Natural-language object grounding data
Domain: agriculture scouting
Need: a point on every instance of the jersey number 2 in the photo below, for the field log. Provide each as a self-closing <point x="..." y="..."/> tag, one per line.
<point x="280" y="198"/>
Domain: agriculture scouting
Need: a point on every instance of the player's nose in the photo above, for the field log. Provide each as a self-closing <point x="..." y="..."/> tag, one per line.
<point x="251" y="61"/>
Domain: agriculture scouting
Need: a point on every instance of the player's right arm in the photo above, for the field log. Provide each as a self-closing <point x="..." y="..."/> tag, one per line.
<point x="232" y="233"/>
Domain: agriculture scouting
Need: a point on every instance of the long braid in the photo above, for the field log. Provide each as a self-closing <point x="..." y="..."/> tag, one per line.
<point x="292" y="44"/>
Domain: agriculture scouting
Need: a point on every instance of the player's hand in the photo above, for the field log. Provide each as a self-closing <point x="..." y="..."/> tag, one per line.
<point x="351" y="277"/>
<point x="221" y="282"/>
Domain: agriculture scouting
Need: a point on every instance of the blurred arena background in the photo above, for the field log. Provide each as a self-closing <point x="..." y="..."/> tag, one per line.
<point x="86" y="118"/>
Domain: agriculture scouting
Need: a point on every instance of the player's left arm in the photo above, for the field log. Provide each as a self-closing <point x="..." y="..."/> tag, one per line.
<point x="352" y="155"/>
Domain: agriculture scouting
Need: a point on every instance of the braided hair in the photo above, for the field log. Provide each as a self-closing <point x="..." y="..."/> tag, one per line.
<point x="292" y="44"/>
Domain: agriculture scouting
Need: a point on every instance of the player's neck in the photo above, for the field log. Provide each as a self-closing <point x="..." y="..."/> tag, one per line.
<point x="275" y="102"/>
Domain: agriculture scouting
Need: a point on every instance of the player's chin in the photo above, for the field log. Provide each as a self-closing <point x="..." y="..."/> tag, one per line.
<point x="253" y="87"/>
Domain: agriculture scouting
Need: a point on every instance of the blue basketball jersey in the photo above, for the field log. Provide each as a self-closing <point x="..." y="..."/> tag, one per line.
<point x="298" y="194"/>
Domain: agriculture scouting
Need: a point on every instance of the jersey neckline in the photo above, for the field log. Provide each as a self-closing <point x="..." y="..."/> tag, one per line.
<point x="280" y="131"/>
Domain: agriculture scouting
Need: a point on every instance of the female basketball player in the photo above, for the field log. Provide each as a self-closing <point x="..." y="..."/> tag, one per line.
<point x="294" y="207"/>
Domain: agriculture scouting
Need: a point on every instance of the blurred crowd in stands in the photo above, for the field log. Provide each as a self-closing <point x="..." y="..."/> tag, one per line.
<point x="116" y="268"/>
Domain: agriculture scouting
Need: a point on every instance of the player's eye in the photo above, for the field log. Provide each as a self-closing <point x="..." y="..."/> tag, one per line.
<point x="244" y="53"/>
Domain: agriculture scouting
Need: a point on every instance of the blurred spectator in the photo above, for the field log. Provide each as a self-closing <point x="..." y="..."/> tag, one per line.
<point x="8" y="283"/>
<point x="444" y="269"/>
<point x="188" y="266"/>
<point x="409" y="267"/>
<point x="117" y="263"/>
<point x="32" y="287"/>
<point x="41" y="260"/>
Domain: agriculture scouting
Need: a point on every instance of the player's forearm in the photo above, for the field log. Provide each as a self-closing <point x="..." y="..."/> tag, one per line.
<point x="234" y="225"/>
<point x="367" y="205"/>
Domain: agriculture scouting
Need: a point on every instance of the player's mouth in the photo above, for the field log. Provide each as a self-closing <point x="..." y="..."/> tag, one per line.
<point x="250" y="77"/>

### [WORK TASK]
Word for word, repeat every line of the data.

### [EXERCISE RESPONSE]
Domain: agriculture scouting
Need: a point on every instance of the jersey number 2 in the photo below, for the field log. Provide each as a self-closing <point x="..." y="..."/> tag, one per line.
<point x="280" y="198"/>
Domain: agriculture scouting
Need: a point on every instance of the player's nose in the photo above, for the field log. Provide each as a self-closing <point x="..." y="..."/> tag, one per line.
<point x="251" y="61"/>
Domain: agriculture scouting
Need: a point on every instance of the player's right arm in the photo above, for the field log. Provide each as a self-closing <point x="..." y="..."/> tag, one per line.
<point x="232" y="233"/>
Domain: agriculture scouting
Need: a point on every instance of the long braid in the photo above, for the field log. Provide each as a self-closing <point x="..." y="..."/> tag, one per line.
<point x="292" y="44"/>
Domain: agriculture scouting
Need: a point on every instance of the player's hand in the photo above, for the field log. Provide each as a self-closing <point x="..." y="..."/> tag, one per line.
<point x="351" y="277"/>
<point x="221" y="282"/>
Domain: agriculture scouting
Need: a point on every instance of the blurred arena background in the photo above, for the field log. Provide each as a self-closing <point x="..." y="..."/> tag, one per line.
<point x="86" y="118"/>
Domain: agriculture scouting
Need: a point on every instance of the player's left arm in the photo above, for the field log. Provide each as a self-closing <point x="..." y="..."/> tag, one per line.
<point x="352" y="155"/>
Domain: agriculture scouting
Need: a point on every instance of the braided hair in the photo above, for the field log. Provide each as a self-closing <point x="..." y="..."/> tag, one per line.
<point x="292" y="44"/>
Domain: agriculture scouting
Need: a point on every instance of the player's neck in the photo above, for the field log. Provide each as a self-closing <point x="..." y="..."/> tag, one per line.
<point x="275" y="102"/>
Domain: agriculture scouting
Need: a point on every instance of the player's chin in the photo above, for the field log. Provide each as a self-closing <point x="..." y="..."/> tag, one per line.
<point x="253" y="87"/>
Domain: agriculture scouting
Need: a point on every instance of the blue basketball jersey in the photo above, for the field log. Provide each as a self-closing <point x="..." y="..."/> tag, one per line.
<point x="298" y="194"/>
Domain: agriculture scouting
Need: a point on every instance of the jersey neckline in the photo above, for the field log. Provide each as a self-closing <point x="..." y="..."/> tag, one per line.
<point x="280" y="131"/>
Domain: agriculture scouting
Need: a point on every instance of the female basketball player in the photo above, for the field log. Provide each as a self-closing <point x="..." y="..."/> tag, one per line.
<point x="294" y="207"/>
Domain: agriculture scouting
Need: a point on every instance of the blurred crowd in stands in the photo above, for the field log. Provide each as a self-closing <point x="..." y="..."/> tag, one per line.
<point x="116" y="268"/>
Domain: agriculture scouting
Need: a point on every instance of the player's eye in the photo above, for the field log. Provide each as a self-closing <point x="..." y="..."/> tag, one per line.
<point x="244" y="53"/>
Domain: agriculture scouting
Need: a point on every instance of the blurred spectator in the photo above, for the field log. Provide each as a self-closing <point x="..." y="..."/> tag, one per line.
<point x="8" y="283"/>
<point x="444" y="269"/>
<point x="188" y="266"/>
<point x="409" y="267"/>
<point x="117" y="263"/>
<point x="32" y="287"/>
<point x="41" y="260"/>
Domain: agriculture scouting
Need: a point on every instance of the player's forearm in the photo above, for the field log. Provide each as a self-closing <point x="..." y="..."/> tag, one per line.
<point x="234" y="225"/>
<point x="367" y="205"/>
Domain: agriculture scouting
Need: a point on every instance of the player's mouth in the photo above, for the field log. Provide each as a self-closing <point x="..." y="..."/> tag, one per line.
<point x="250" y="77"/>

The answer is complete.